• **What this task involves**:
Update the listing below by replacing every occurrence of "Recorded points" with "Marked points", leaving all other text as it stands.

• **Labeled-object pointing listing**:
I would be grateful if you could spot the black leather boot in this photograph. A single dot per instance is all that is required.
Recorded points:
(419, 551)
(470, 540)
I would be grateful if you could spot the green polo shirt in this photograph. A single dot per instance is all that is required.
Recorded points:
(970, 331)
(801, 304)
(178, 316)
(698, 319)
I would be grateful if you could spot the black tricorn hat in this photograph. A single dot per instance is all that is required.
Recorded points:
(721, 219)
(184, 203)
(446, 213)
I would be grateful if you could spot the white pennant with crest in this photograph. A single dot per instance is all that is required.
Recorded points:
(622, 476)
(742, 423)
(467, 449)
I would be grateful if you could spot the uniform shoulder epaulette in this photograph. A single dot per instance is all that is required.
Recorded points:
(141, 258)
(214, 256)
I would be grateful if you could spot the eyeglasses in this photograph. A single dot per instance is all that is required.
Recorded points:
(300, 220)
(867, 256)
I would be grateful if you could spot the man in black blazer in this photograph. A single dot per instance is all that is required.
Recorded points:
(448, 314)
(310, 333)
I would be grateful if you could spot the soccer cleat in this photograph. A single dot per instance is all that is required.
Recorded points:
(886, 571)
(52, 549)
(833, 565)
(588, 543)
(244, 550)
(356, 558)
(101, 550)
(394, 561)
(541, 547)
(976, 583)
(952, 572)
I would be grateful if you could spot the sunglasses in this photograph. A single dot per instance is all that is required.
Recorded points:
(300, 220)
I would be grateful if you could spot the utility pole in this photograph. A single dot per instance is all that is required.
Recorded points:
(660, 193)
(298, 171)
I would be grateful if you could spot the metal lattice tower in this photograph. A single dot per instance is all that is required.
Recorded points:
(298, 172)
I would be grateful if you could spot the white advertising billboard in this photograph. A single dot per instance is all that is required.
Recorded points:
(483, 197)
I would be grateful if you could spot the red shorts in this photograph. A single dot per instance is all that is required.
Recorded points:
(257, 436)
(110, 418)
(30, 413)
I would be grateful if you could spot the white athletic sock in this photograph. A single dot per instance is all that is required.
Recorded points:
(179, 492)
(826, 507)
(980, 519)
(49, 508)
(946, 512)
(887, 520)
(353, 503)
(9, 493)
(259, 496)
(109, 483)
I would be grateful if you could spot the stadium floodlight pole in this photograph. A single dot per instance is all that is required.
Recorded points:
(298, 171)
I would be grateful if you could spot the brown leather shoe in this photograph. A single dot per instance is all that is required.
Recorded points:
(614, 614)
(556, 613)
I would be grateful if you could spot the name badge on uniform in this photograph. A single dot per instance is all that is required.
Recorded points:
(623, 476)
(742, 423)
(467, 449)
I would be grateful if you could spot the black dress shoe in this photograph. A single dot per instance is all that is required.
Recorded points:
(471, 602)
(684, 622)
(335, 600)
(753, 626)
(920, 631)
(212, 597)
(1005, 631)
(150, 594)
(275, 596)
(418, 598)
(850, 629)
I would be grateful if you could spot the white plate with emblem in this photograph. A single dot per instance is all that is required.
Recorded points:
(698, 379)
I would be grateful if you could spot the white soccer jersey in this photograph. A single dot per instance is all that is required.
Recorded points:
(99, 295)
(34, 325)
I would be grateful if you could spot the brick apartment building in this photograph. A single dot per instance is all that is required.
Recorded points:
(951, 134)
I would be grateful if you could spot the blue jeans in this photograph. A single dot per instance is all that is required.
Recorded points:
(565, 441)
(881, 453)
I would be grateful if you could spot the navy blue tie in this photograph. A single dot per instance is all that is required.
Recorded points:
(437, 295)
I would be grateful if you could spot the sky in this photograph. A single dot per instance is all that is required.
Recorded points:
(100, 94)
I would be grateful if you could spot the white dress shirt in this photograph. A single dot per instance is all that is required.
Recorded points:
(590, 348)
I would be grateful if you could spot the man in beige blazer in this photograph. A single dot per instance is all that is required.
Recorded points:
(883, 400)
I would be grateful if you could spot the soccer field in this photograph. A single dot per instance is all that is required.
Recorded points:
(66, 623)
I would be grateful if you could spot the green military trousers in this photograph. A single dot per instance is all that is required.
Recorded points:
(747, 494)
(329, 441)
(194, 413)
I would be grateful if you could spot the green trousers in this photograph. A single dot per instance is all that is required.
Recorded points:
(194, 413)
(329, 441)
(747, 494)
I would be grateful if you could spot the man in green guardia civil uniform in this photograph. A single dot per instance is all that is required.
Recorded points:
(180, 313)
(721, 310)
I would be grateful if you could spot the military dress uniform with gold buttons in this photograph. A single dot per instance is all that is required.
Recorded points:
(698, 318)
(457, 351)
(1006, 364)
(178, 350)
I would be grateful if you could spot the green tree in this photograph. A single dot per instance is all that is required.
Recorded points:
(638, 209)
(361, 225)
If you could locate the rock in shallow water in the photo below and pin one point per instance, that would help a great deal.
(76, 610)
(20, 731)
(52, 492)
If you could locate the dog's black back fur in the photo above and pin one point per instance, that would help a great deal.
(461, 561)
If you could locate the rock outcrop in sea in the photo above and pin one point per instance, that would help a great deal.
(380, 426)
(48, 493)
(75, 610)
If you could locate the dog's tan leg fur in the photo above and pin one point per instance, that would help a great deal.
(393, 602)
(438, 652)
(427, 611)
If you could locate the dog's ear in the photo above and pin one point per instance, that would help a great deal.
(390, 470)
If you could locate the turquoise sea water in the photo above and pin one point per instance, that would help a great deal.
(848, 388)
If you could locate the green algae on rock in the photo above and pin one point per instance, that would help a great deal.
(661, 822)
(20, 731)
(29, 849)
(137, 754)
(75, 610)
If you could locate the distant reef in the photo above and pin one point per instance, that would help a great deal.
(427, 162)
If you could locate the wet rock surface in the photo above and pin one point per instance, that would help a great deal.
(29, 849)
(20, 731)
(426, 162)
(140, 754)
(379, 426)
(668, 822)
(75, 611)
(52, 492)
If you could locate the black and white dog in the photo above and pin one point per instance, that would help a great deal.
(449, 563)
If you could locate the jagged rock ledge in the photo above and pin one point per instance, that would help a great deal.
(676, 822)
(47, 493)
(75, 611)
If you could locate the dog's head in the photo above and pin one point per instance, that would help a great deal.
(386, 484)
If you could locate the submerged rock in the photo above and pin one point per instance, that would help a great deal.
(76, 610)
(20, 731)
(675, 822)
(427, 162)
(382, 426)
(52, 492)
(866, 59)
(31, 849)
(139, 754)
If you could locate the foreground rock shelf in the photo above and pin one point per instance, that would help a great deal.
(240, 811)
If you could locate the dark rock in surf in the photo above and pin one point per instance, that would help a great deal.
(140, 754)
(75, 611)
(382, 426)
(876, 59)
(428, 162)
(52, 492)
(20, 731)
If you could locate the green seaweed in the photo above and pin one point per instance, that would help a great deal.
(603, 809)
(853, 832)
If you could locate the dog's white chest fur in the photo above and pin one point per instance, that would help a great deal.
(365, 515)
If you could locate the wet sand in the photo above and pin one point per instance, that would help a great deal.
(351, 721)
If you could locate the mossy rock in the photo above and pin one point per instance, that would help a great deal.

• **Task answer**:
I would be grateful if you could spot the black leather boot in this photograph. A single dot per instance is all that is required.
Marked points:
(419, 551)
(470, 540)
I would be grateful if you could spot the green polo shirt in this photograph. A single dot per instance is all that is required.
Marked points:
(970, 331)
(801, 304)
(178, 316)
(698, 319)
I would be grateful if you could spot the black tricorn hat in this photograph. A single dot per instance is all that is required.
Marked points:
(721, 219)
(184, 203)
(446, 213)
I would be grateful if you could spot the white pennant with crest in this photograph. A single dot per instance is all that is required.
Marked points:
(622, 476)
(742, 423)
(467, 449)
I would be grateful if you could spot the uniform shoulder epaulette in this photograph. A single dot per instance is all that is required.
Marked points:
(141, 258)
(214, 256)
I would be grateful if you could spot the eyeglasses in this photograph. A single dot per instance is all that is required.
Marked points:
(300, 220)
(867, 256)
I would be grateful if you could spot the man in black blazer in this photograph. A single dot per instance is all that is required.
Marked points:
(448, 314)
(310, 333)
I would be grateful if you could spot the soccer cleat in this photograph. A single dot per instance is all that is required.
Marked points:
(886, 571)
(52, 549)
(833, 565)
(588, 543)
(244, 550)
(356, 558)
(101, 550)
(394, 561)
(541, 547)
(976, 583)
(952, 572)
I would be grateful if you could spot the sunglasses in this photograph. A single dot per instance is all that is required.
Marked points:
(300, 220)
I would be grateful if you could spot the utility pole in this photograph. A single dot per instance is all that is required.
Marked points:
(660, 193)
(298, 171)
I would be grateful if you could spot the metal lattice tower in this photograph. A single dot per instance is all that is required.
Marked points:
(298, 172)
I would be grateful if you could spot the white advertising billboard in this photograph. A single dot per instance is all that is required.
Marked points:
(483, 197)
I would be grateful if you could spot the red shorts in this photograph. A single dot per instance is all that is required.
Marked points:
(257, 436)
(110, 418)
(30, 413)
I would be grateful if you could spot the white athletic sock in this photograph. A single dot per instance is all that is required.
Marked points:
(179, 492)
(826, 507)
(980, 519)
(49, 508)
(946, 512)
(887, 520)
(353, 503)
(9, 493)
(259, 496)
(109, 483)
I would be grateful if you could spot the stadium floodlight pole in this photograph. A single dot per instance is all that is required.
Marked points:
(298, 171)
I would be grateful if you could spot the brown leather shoe in this photograph. A single dot per instance is all that is required.
Marked points:
(614, 614)
(556, 613)
I would be grateful if you could spot the name badge on uniform in this photograph. A single dot per instance is all that is required.
Marked points:
(623, 476)
(742, 423)
(467, 449)
I would be grateful if you could spot the black dress shoe in this photograph. A single dot per instance is all that is required.
Marked points:
(471, 602)
(684, 622)
(335, 600)
(753, 626)
(920, 631)
(212, 597)
(1005, 631)
(150, 594)
(275, 596)
(418, 598)
(850, 629)
I would be grateful if you could spot the white plate with emblem in this photograph. A single dot per instance is all that is required.
Marked points:
(698, 379)
I would be grateful if you could spot the white soccer jersey in this photograph. A single dot per instance is all that is required.
Marked points:
(99, 295)
(34, 325)
I would be grateful if you could spot the brick apartment building in this photograph. A single dot per instance is all that is required.
Marked points:
(951, 134)
I would be grateful if you could spot the blue jeans in this photograph. A single dot per instance is all that is required.
Marked points:
(565, 441)
(881, 453)
I would be grateful if you could spot the navy blue tie in this photograph. A single dot per instance is all that is required.
Marked points:
(437, 295)
I would be grateful if you could spot the sky in this photograph. A single dot per instance is all that is required.
Marked points:
(100, 94)
I would be grateful if you could spot the white dress shirt in this photograph. A single dot per instance is all that is required.
Marked points:
(590, 348)
I would be grateful if you could spot the man in beige blazer in this photograph. A single dot per instance is all that is required.
Marked points:
(883, 400)
I would be grateful if you could spot the soccer field in this photograph. A single dot per instance is all that is required.
Marked points:
(66, 623)
I would be grateful if you could spot the green military trousers in this photograph. A single dot per instance is all that is required.
Marked points:
(747, 494)
(329, 441)
(194, 413)
I would be grateful if you could spot the green trousers in this photograph. A single dot per instance is all that is required.
Marked points:
(194, 413)
(329, 441)
(747, 494)
I would be grateful if you could spot the man in green guardia civil uniform in this photograph. A single dot per instance is all that is required.
Marked points:
(180, 313)
(721, 310)
I would be grateful if you could spot the military dress uniform with gold buttons in this photograph. A single dot per instance is all that is required.
Marked points:
(698, 318)
(457, 351)
(1006, 364)
(178, 350)
I would be grateful if you could spot the green tree in this photograph. A single dot per instance is all that is required.
Marked points:
(638, 209)
(361, 225)
If you could locate the rock in shallow water in the photo below and pin one point per instance, that would help a great deal.
(76, 610)
(20, 731)
(52, 492)
If you could locate the dog's black back fur in the photo above and pin one point per instance, that would help a great deal.
(461, 561)
If you could locate the rock outcrop in sea in the photo above and pin one point per instance, that would help a great deal.
(380, 426)
(48, 493)
(75, 610)
If you could locate the dog's tan leg fur in the photo above and pin one point per instance, that would help a great deal.
(393, 602)
(438, 652)
(427, 611)
If you could locate the dog's ear in the photo above and pin one point per instance, that would help a great deal.
(390, 470)
If you could locate the turquoise sea water in the photo above and pin one point per instance, that would help a great deal.
(848, 388)
If you could locate the green algae on rock in the photo above and pin one point per instance, that would help a great deal.
(661, 822)
(20, 731)
(29, 849)
(137, 754)
(75, 610)
If you could locate the distant reef in the photo above and pin one point per instance, that would help a great deal.
(427, 162)
If you could locate the wet rock surface in the photo above and pin one point per instance, that would help a great deal.
(29, 849)
(20, 731)
(426, 162)
(140, 754)
(379, 426)
(668, 822)
(75, 611)
(52, 492)
If you could locate the black and white dog in the photo above and pin one point per instance, that would help a great deal.
(449, 563)
If you could locate the jagged rock ledge in the photo above and pin one point per instance, that would help a great deal.
(676, 822)
(47, 493)
(75, 611)
If you could locate the dog's head in the photo above and pin one point per instance, that would help a great deal.
(386, 484)
If you could locate the submerged rock in the photo above and pin one point per instance, that would help a great deal.
(76, 610)
(20, 731)
(675, 822)
(427, 162)
(382, 426)
(52, 492)
(866, 59)
(31, 849)
(139, 754)
If you could locate the foreground rock shelf in the photo above and pin one point per instance, that would help a great deal.
(240, 811)
If you could locate the dark rock in surf in the photo above and pin one point per instance, that would help a great deal.
(140, 754)
(75, 611)
(382, 426)
(876, 59)
(428, 162)
(52, 492)
(20, 731)
If you could locate the green seaweed in the photo above and pin one point per instance, that would help a great deal.
(603, 809)
(853, 832)
If you could locate the dog's white chest fur in the photo above and pin one point per instance, that would help a great deal.
(365, 515)
If you could locate the wet sand in the photo above and pin one point per instance, that would help a great deal.
(351, 721)
If you could locate the mossy rock in the photo above and pin one point per instance, that would help a great deal.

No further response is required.